• [Objective] Return every line of the data below that contains the word "small", paying attention to upper and lower case.

• [Provided entries]
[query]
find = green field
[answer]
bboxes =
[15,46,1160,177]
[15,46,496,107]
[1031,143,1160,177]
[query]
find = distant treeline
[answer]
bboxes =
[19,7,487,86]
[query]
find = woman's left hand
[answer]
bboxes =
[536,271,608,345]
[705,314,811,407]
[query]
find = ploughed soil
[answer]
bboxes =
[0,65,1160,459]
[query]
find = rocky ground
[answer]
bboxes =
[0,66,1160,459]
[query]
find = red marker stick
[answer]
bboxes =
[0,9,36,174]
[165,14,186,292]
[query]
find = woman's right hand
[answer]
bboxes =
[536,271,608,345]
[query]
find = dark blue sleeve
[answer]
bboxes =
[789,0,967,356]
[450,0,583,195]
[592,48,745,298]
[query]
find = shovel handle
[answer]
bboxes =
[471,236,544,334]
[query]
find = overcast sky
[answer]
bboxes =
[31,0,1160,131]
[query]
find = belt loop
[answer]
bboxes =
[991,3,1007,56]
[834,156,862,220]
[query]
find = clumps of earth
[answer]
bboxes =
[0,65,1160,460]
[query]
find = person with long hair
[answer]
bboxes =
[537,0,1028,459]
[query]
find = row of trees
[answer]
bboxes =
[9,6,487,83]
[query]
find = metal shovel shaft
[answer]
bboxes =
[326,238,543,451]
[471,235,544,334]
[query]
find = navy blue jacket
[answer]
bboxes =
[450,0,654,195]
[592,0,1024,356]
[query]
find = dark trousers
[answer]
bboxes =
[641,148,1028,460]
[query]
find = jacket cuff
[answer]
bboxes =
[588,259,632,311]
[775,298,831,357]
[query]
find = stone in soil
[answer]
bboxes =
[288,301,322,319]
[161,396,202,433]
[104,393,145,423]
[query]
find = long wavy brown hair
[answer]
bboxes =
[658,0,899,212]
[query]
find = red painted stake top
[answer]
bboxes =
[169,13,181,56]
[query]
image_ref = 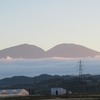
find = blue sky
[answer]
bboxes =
[0,0,100,51]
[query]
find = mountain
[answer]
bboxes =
[0,44,100,59]
[46,43,100,58]
[0,44,45,58]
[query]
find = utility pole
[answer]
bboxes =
[79,60,83,78]
[79,60,84,100]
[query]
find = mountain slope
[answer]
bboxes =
[0,44,100,59]
[46,44,100,58]
[0,44,45,58]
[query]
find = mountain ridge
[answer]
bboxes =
[0,43,100,59]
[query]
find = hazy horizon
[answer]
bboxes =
[0,0,100,51]
[0,58,100,79]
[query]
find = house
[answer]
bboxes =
[0,89,29,97]
[51,87,66,95]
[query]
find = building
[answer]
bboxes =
[51,88,66,95]
[0,89,29,97]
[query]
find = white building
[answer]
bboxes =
[0,89,29,97]
[51,88,66,95]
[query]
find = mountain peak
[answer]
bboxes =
[0,43,100,59]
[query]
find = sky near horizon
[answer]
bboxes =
[0,0,100,51]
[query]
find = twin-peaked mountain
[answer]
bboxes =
[0,44,100,59]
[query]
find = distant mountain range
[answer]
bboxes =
[0,43,100,59]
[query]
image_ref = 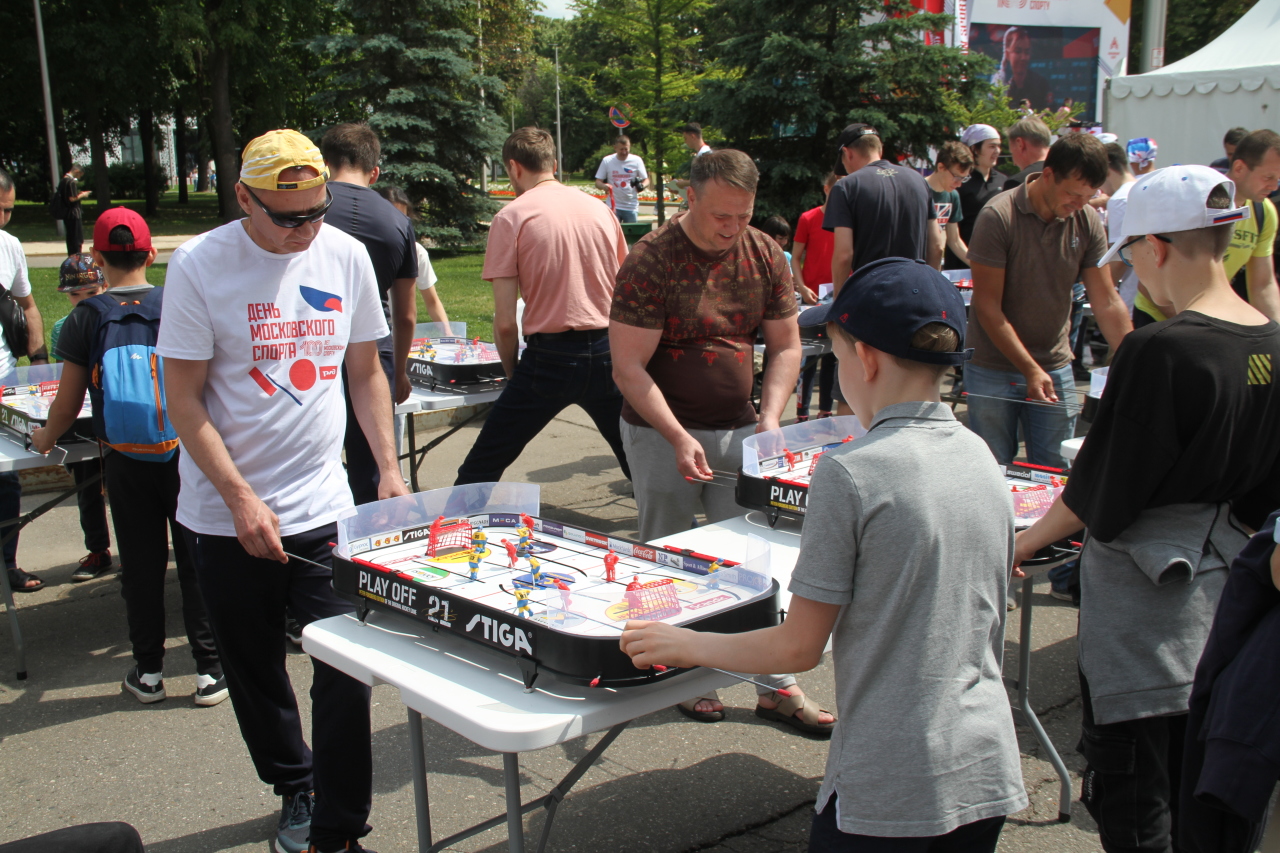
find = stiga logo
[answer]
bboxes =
[466,613,534,656]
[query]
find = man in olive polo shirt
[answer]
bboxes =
[964,133,1133,467]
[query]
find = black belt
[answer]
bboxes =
[525,329,609,343]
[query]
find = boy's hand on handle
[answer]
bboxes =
[618,619,698,670]
[31,427,58,453]
[230,494,289,562]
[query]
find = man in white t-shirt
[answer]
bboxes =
[0,169,49,592]
[156,131,406,853]
[595,136,649,222]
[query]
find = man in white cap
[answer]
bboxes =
[1014,165,1280,853]
[156,131,406,853]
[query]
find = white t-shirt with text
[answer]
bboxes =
[156,222,388,535]
[595,154,649,210]
[0,231,31,377]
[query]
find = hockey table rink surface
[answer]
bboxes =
[356,521,772,638]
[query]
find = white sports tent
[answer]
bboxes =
[1105,0,1280,165]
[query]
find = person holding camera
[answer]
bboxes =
[595,134,649,222]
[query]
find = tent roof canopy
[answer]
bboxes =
[1111,0,1280,97]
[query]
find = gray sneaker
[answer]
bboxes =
[273,790,315,853]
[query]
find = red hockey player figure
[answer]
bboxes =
[552,578,573,610]
[623,575,641,616]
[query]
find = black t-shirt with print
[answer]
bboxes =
[1062,311,1280,542]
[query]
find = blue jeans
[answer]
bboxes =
[0,471,22,569]
[964,364,1080,467]
[453,334,631,485]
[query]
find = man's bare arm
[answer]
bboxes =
[343,338,412,501]
[756,315,803,432]
[609,320,712,480]
[1244,256,1280,320]
[392,278,417,403]
[831,227,854,293]
[164,350,286,562]
[1080,266,1133,352]
[972,258,1057,402]
[493,275,520,379]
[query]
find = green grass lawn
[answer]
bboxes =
[26,252,493,358]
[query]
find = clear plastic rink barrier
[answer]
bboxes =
[742,415,867,476]
[338,483,541,557]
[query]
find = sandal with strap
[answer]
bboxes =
[676,690,724,722]
[755,693,836,738]
[9,569,45,592]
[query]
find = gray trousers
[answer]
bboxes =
[621,420,796,694]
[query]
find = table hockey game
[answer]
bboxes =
[0,364,95,443]
[333,483,781,688]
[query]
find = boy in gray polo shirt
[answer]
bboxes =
[621,257,1027,852]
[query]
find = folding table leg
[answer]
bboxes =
[502,752,525,853]
[0,555,27,681]
[408,708,431,853]
[1018,575,1071,824]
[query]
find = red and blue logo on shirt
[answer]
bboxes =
[298,287,342,314]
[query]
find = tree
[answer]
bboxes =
[311,0,502,242]
[575,0,710,223]
[699,0,991,218]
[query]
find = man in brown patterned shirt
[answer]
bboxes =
[609,149,833,733]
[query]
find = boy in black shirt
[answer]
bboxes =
[1015,165,1280,853]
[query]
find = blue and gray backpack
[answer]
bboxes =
[83,287,178,462]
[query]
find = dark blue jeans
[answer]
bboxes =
[454,334,631,485]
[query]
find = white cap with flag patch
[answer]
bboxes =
[1098,165,1249,266]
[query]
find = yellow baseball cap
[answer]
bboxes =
[241,129,329,190]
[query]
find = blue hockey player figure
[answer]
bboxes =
[515,589,532,619]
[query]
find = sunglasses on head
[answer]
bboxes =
[242,184,333,228]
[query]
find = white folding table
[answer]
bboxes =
[302,612,736,853]
[0,429,101,681]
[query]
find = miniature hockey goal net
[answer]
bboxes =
[627,579,680,620]
[426,520,471,557]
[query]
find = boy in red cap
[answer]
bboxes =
[31,207,227,706]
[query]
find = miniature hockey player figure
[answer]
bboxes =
[552,578,573,610]
[623,575,641,619]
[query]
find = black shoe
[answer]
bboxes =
[271,790,316,853]
[122,666,165,704]
[196,675,227,708]
[72,548,111,584]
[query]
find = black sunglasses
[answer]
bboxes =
[242,184,333,228]
[1116,234,1174,268]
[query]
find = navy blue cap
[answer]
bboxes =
[800,257,973,365]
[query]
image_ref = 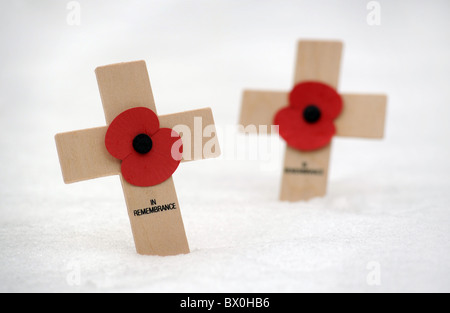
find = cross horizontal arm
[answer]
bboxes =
[239,90,289,131]
[55,108,220,184]
[55,127,120,184]
[335,94,387,138]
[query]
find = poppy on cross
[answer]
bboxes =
[55,61,220,256]
[240,41,387,202]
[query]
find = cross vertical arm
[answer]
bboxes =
[280,41,343,202]
[96,61,189,256]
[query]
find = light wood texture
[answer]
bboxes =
[55,61,220,256]
[95,61,157,125]
[280,41,343,201]
[95,61,189,256]
[240,41,387,201]
[280,145,331,202]
[335,94,387,139]
[294,41,343,89]
[121,177,189,256]
[55,127,120,184]
[55,108,221,184]
[239,90,289,132]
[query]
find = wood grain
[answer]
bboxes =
[96,61,189,256]
[95,61,157,125]
[55,127,120,184]
[280,144,331,202]
[280,41,343,201]
[335,94,387,139]
[294,41,343,89]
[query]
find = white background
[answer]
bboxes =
[0,0,450,292]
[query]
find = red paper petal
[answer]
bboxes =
[122,128,183,187]
[289,82,343,120]
[105,108,159,160]
[274,107,336,151]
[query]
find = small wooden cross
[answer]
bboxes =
[56,61,220,256]
[240,41,387,202]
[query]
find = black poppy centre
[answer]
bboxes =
[303,104,322,124]
[133,134,153,154]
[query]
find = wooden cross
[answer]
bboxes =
[56,61,220,256]
[240,41,387,202]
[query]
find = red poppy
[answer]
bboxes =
[105,108,183,187]
[274,82,343,151]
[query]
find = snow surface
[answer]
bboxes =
[0,0,450,292]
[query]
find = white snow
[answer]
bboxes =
[0,0,450,292]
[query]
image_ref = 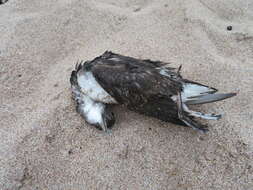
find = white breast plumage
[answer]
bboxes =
[77,71,117,104]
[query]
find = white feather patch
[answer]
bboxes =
[77,72,117,104]
[80,95,105,126]
[171,83,214,102]
[182,83,213,102]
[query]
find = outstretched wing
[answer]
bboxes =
[91,56,182,106]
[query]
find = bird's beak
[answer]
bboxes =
[102,118,111,134]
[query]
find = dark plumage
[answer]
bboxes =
[70,51,235,131]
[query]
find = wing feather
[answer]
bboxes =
[91,54,182,106]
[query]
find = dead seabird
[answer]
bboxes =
[70,51,236,132]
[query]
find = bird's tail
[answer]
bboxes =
[70,62,82,104]
[185,93,236,105]
[182,82,236,105]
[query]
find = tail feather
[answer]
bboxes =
[185,93,236,105]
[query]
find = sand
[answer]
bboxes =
[0,0,253,190]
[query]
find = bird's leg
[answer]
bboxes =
[182,103,221,120]
[177,93,208,133]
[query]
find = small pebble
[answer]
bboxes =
[68,150,73,155]
[227,26,232,31]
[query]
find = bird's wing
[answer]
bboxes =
[91,57,182,106]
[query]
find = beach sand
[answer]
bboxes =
[0,0,253,190]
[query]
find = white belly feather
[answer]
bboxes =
[77,72,117,104]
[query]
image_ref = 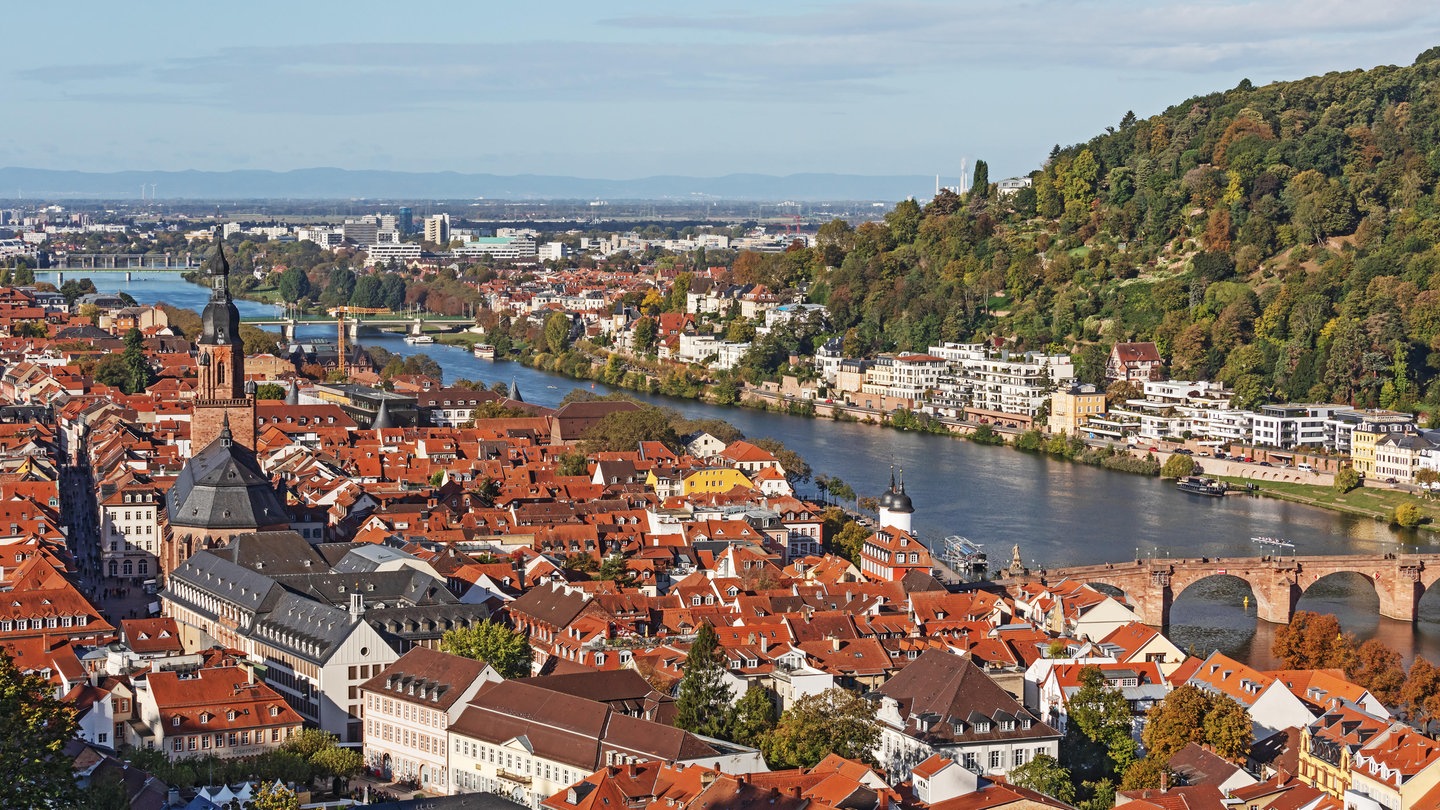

• [Full solution]
find = small wooden cross
find = small pebble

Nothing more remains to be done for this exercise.